TEXT FOR ANALYSIS »
_ _ _ _
There’s no shortage of bad data out there claiming that NCR Aloha and Micros together represent 50% of the US restaurant market. We can tell you that’s simply not the case: the market is much more fragmented than that. Considering there are 620,000 US restaurants, people would have you believe that Micros and NCR can claim 310,000 locations.
Not even close.
Of the 620,000 locations, about a quarter of them haven’t traditionally used a POS. Small, family-owned merchants are happy with cash registers that help them avoid IRS scrutiny. Now, some of these merchants have started picking up cheaper cloud POS solutions offered by their payments providers, but not all of them.
Therefore the market remains considerably fractured despite the reported success of cloud POS companies. However, most of the action we’re intently following is taking place upstream, where larger merchants are using legacy POS systems.
In the past two years there have been some aggressive acquisitions made by payments companies. Heartland swallowed 4 legacy restaurant POS systems in 2015 and Harbortouch is just coming off acquisitions of three legacy hospitality POS systems under its newly minted Lighthouse Network (Harbortouch is technically a separate POS asset in the Lighthouse portfolio). With all this consolidation we expect the POS market to finally start finding its legs, and that’s a good thing.
There are now four horsemen in the US hospitality POS market as we see it:
- Heartland: 100,000 US restaurants
- Lighthouse Network: 110,000 US restaurants
- Micros*: ~75,000 US restaurants
- NCR: 75,000 US restaurants
When you add up the figures above, these four horsemen now control nearly 50% of the obtainable US restaurant market. Why is this important?
For starters, POS companies have traditionally had very few discretionary dollars for R&D and product improvements. A look at the tools that many POS companies have produced over the years is a dead give away: non-core efforts suffered greatly and even took away from the quality of the core POS offering. Post consolidation, there are scales of economy that can be capitalized upon. If a software improvement costs $200,000, it’s no longer 50% of the profit for a POS company; instead, it might only be 0.1% of a payment company’s income statement.
By the nature of being small and low margin, high caliber talent was difficult to attract to legacy POS companies. Many legacy POS companies thus suffered under incompetent management who couldn’t even bother to improve themselves nor reinvest in their business. Larger companies demand more financial responsibility and thus more brain power (and professional decorum at a minimum). Business decisions now improve which yield better outcomes for the channel and customers.
_ _ _ _
Extracted data entries:
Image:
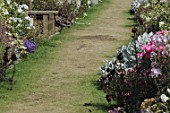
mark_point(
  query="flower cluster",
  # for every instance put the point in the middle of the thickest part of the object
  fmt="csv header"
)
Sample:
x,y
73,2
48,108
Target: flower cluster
x,y
153,13
139,70
16,26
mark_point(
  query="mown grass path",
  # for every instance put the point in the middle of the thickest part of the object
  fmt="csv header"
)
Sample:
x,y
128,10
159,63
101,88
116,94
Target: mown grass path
x,y
62,79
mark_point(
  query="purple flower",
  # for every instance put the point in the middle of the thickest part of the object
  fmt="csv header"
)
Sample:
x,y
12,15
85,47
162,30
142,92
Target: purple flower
x,y
155,72
30,45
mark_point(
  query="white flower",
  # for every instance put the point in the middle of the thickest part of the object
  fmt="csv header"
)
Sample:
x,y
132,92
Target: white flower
x,y
168,90
164,98
5,12
30,21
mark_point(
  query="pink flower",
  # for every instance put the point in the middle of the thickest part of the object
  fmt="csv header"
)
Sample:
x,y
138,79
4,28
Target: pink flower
x,y
140,54
161,48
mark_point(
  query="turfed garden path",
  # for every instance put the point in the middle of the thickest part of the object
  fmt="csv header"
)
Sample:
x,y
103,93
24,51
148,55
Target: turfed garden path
x,y
66,82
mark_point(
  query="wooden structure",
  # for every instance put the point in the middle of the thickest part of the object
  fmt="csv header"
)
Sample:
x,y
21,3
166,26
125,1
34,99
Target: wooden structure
x,y
48,18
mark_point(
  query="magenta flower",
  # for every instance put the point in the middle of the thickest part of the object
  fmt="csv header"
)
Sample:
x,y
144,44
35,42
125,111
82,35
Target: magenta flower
x,y
155,72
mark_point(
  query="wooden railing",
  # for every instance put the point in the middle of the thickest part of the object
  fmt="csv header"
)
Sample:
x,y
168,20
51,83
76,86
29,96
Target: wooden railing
x,y
48,20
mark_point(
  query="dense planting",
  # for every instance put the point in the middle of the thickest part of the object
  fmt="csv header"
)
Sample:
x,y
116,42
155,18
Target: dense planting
x,y
138,77
17,27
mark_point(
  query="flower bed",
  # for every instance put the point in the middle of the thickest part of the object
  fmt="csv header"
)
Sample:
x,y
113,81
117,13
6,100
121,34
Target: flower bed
x,y
16,25
138,77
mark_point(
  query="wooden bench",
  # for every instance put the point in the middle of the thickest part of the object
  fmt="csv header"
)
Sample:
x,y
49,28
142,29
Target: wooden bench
x,y
48,20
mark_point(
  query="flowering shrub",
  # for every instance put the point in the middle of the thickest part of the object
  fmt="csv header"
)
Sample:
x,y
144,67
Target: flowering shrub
x,y
153,13
17,26
136,77
138,71
30,45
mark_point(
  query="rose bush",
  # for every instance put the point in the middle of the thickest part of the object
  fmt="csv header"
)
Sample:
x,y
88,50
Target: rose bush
x,y
139,72
16,25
_ _ _ _
ASSIGNMENT » Rewrite the part of the text on the US restaurant POS market that begins at "There’s no shortage" and stops after "all of them.", using "tills" in place of "cash registers".

TASK ANSWER »
There’s no shortage of bad data out there claiming that NCR Aloha and Micros together represent 50% of the US restaurant market. We can tell you that’s simply not the case: the market is much more fragmented than that. Considering there are 620,000 US restaurants, people would have you believe that Micros and NCR can claim 310,000 locations.
Not even close.
Of the 620,000 locations, about a quarter of them haven’t traditionally used a POS. Small, family-owned merchants are happy with tills that help them avoid IRS scrutiny. Now, some of these merchants have started picking up cheaper cloud POS solutions offered by their payments providers, but not all of them.